Stated task: Transcribe each line of the material as it is, and drop any picture.

Recorded information:
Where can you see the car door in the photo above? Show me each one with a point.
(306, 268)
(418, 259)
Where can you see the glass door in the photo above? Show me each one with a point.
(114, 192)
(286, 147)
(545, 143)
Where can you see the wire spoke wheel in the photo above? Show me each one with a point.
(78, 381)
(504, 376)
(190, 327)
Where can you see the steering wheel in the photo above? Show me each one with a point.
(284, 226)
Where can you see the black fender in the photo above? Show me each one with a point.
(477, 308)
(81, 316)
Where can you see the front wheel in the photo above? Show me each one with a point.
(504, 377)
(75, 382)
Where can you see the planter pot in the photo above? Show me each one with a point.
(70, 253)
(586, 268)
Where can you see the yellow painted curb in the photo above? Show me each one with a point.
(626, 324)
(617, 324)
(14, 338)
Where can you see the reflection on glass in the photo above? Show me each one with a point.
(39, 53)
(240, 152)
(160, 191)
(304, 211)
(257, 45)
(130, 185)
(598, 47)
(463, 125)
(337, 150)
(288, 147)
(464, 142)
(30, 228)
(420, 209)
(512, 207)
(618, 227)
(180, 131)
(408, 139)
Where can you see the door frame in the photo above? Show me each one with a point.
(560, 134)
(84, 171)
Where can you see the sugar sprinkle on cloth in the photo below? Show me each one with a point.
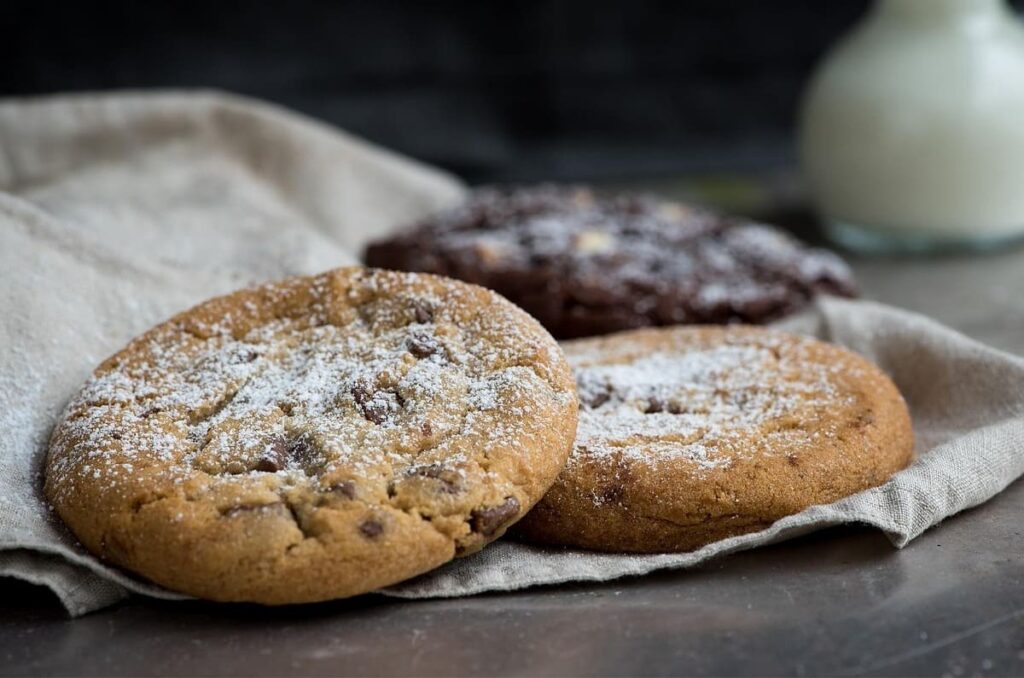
(118, 211)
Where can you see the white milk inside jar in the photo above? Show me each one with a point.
(912, 129)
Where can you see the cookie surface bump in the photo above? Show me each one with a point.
(585, 265)
(688, 435)
(314, 438)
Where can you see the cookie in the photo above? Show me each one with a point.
(688, 435)
(586, 265)
(314, 438)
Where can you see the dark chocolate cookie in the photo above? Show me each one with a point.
(585, 265)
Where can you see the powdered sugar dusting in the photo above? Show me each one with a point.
(302, 399)
(706, 405)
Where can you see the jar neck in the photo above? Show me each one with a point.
(939, 12)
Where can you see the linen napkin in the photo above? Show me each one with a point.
(118, 211)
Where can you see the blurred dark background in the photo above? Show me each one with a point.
(493, 91)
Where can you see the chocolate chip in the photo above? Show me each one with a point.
(489, 519)
(246, 356)
(654, 405)
(267, 465)
(235, 467)
(361, 393)
(345, 489)
(611, 493)
(301, 451)
(423, 311)
(274, 456)
(371, 528)
(450, 480)
(376, 411)
(422, 345)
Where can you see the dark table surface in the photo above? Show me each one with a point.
(839, 602)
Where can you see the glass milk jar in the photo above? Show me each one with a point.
(912, 129)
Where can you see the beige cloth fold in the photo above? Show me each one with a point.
(119, 210)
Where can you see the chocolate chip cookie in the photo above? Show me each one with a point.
(688, 435)
(586, 265)
(314, 438)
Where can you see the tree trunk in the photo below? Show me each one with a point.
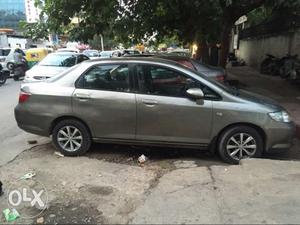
(226, 30)
(202, 52)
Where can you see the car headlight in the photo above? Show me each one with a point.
(281, 116)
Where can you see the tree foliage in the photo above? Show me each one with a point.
(133, 21)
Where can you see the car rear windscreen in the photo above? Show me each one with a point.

Exercise output:
Where can you see the car door in the photo above? Show me each one with a point.
(306, 268)
(418, 259)
Where can you see the glass door in the photo above? Show me each one with a point.
(114, 192)
(286, 147)
(545, 143)
Where can you see the wire spoke wheel in the photo above? Show me each one with a point.
(78, 381)
(504, 376)
(190, 327)
Where can you see the steering wheel in the photo above? Show me each one with a point.
(284, 226)
Where can you see the black fender in the photo above? Show me each one with a point.
(477, 308)
(81, 316)
Where can you see the front wheel in the photo above? Show me each one with a point.
(504, 377)
(75, 382)
Where can you see the planter pot in the photo above? Show me each one with a point.
(70, 253)
(586, 268)
Where can you see the yellow painted curb in the photo above? Show me each one with a point.
(626, 324)
(617, 324)
(14, 338)
Where can you see the reflection on glass in the photo above? Show me each one with a point.
(39, 53)
(240, 152)
(160, 191)
(304, 211)
(257, 45)
(130, 185)
(598, 47)
(463, 125)
(337, 150)
(288, 147)
(464, 142)
(30, 228)
(420, 209)
(512, 207)
(618, 227)
(180, 131)
(408, 139)
Where can you see the door frame in the photo above? Show me each one with a point.
(560, 134)
(84, 171)
Where can you see the sugar sprinkle on cloth in the photo below? Show me each one with a point.
(118, 211)
Where can you see the white milk inside jar in the photo above? Show me each one with a point.
(912, 129)
Where can you see the cookie surface bump in the photo above? Show me each one with a point.
(585, 265)
(688, 435)
(314, 438)
Where can you see the cookie in the photo above? Show me each one with a point.
(688, 435)
(586, 265)
(314, 438)
Where can you see the dark chocolate cookie in the photo above? Show me each one with a point.
(585, 265)
Where can you see the powdered sugar dusting in the photo above? Show me each one with a point.
(302, 399)
(706, 405)
Where can you see the jar neck in the photo above? Show me each one with a point.
(939, 12)
Where can you see the linen napkin in the photo above? Show me each one with a point.
(118, 211)
Where can you see the blurred dark background in the photo above? Show me each one with a point.
(493, 91)
Where can you see the chocolate chip in the photo above? Show me each one with a point.
(489, 519)
(246, 356)
(654, 405)
(267, 465)
(235, 467)
(361, 393)
(345, 489)
(611, 493)
(301, 451)
(423, 311)
(274, 456)
(371, 528)
(450, 480)
(376, 411)
(422, 345)
Where can you see the dark table surface in the photo above? Show me each one with a point.
(839, 602)
Where can you see the glass milk jar in the photo above? Show me each one with a point.
(912, 129)
Where can you see the beige cloth fold in the photo above? Show me each one with a point.
(119, 210)
Where can you see the chocolate chip cookie in the photo above? Show me each one with a point.
(688, 435)
(586, 265)
(314, 438)
Where can you see the tree trunk in the photo below? Show me each one with a point.
(226, 30)
(202, 52)
Where can you see the car headlight in the photo above? Show me each one with a point.
(281, 116)
Where can you see the tree foliage in the photo above? Show me each one with a point.
(133, 21)
Where can you see the car rear windscreen in the photo above? Show me each one with a point.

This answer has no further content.